## Records of labeled points:

───

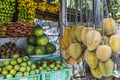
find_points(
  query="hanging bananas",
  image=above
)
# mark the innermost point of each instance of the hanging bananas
(7, 10)
(52, 8)
(27, 10)
(3, 30)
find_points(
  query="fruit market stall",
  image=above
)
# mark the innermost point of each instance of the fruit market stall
(25, 46)
(87, 46)
(57, 40)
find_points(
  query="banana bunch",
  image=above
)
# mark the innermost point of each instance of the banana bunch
(3, 30)
(54, 8)
(43, 6)
(27, 10)
(7, 10)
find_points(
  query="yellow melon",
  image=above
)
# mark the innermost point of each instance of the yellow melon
(74, 50)
(83, 34)
(93, 39)
(103, 52)
(65, 55)
(109, 26)
(78, 30)
(96, 72)
(115, 43)
(106, 68)
(91, 58)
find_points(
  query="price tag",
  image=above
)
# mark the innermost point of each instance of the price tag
(24, 79)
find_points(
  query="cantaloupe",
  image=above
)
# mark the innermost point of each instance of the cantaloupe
(103, 52)
(91, 58)
(106, 68)
(109, 26)
(93, 39)
(74, 50)
(83, 34)
(115, 43)
(78, 30)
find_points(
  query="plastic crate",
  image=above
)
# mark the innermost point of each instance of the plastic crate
(1, 60)
(1, 78)
(57, 75)
(35, 58)
(31, 77)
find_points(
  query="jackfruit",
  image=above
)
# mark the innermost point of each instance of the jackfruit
(106, 40)
(71, 61)
(103, 52)
(93, 39)
(109, 26)
(115, 43)
(99, 30)
(79, 60)
(72, 33)
(91, 58)
(106, 68)
(96, 72)
(78, 30)
(83, 34)
(65, 55)
(74, 50)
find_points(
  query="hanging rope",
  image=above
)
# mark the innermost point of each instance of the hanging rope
(81, 13)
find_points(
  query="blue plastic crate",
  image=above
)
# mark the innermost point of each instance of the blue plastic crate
(31, 77)
(34, 58)
(57, 75)
(1, 78)
(1, 60)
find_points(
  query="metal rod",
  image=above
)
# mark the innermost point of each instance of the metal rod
(81, 14)
(112, 9)
(102, 18)
(65, 13)
(106, 6)
(76, 11)
(86, 10)
(70, 12)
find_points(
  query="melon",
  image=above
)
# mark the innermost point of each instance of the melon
(96, 72)
(83, 34)
(93, 39)
(109, 26)
(74, 50)
(115, 43)
(91, 58)
(103, 52)
(106, 68)
(65, 55)
(71, 61)
(78, 30)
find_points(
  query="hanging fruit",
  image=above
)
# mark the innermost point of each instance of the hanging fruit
(7, 10)
(27, 10)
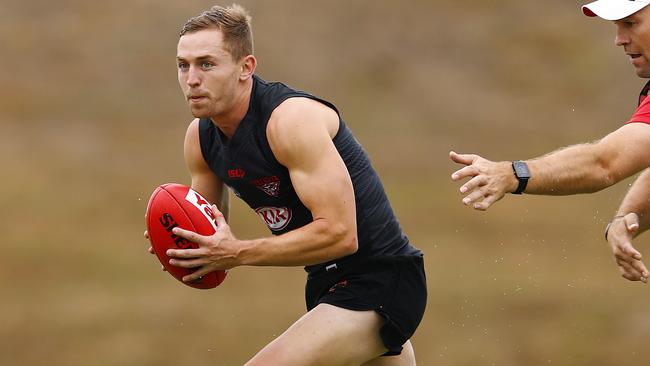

───

## EXERCISE DETAILS:
List each line of the records above that contains the string "cantaloupe", treating the match as case-sensitive.

## SOLUTION TO THIS PROBLEM:
  query="cantaloupe",
# mark the innermost point of each instance of the cantaloupe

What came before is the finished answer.